## Task details
Can you give all the records again without altering a single character?

════

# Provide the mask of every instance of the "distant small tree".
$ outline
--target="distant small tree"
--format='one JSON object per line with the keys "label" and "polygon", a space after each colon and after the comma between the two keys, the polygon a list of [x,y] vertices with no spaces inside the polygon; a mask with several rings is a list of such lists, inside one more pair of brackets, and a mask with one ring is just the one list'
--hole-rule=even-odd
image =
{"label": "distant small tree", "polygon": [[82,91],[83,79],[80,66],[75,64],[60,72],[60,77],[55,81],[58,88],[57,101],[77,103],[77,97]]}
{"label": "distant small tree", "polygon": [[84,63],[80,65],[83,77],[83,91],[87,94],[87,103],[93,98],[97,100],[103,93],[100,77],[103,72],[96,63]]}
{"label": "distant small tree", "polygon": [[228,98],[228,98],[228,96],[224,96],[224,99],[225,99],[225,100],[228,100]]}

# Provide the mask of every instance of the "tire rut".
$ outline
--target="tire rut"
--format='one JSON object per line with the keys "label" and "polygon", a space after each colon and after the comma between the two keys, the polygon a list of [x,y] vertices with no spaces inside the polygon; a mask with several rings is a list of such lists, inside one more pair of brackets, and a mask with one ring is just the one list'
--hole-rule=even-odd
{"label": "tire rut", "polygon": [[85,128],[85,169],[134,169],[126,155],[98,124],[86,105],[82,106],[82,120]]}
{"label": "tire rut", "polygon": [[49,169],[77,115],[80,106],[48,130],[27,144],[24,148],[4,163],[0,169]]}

════

## Response to the exercise
# Provide the mask of every instance of the "distant small tree".
$ outline
--target="distant small tree"
--format='one JSON object per line with the keys "label" and "polygon", a space after each colon and after the comma between the two keys, the polygon a list of [x,y] vertices with no spaces inside the polygon; a mask with several rings is a list of such lists, inside one more pair of brackets, and a mask with one ring is just the one list'
--hole-rule=even-odd
image =
{"label": "distant small tree", "polygon": [[82,91],[83,79],[80,66],[75,64],[60,72],[60,77],[55,81],[58,88],[57,101],[77,103],[77,97]]}
{"label": "distant small tree", "polygon": [[84,63],[80,65],[83,77],[83,91],[87,94],[87,103],[93,98],[97,100],[103,93],[100,77],[103,72],[96,63]]}
{"label": "distant small tree", "polygon": [[228,98],[228,98],[228,96],[224,96],[224,99],[225,99],[225,100],[228,100]]}

# Provide the mask of every instance of the "tire rut".
$ outline
--target="tire rut"
--format='one JSON object per line with the keys "label" and "polygon", a space after each colon and after the comma between the two keys, the polygon a list of [x,y] vertices with no spaces inside the polygon; a mask with several rings is a list of such lists, inside one more pair of brackets, and a mask with one ring is just the one list'
--hole-rule=even-odd
{"label": "tire rut", "polygon": [[85,128],[85,169],[134,169],[126,155],[98,124],[86,105],[82,106],[82,120]]}
{"label": "tire rut", "polygon": [[49,169],[77,115],[80,106],[48,130],[27,144],[24,148],[4,163],[0,169]]}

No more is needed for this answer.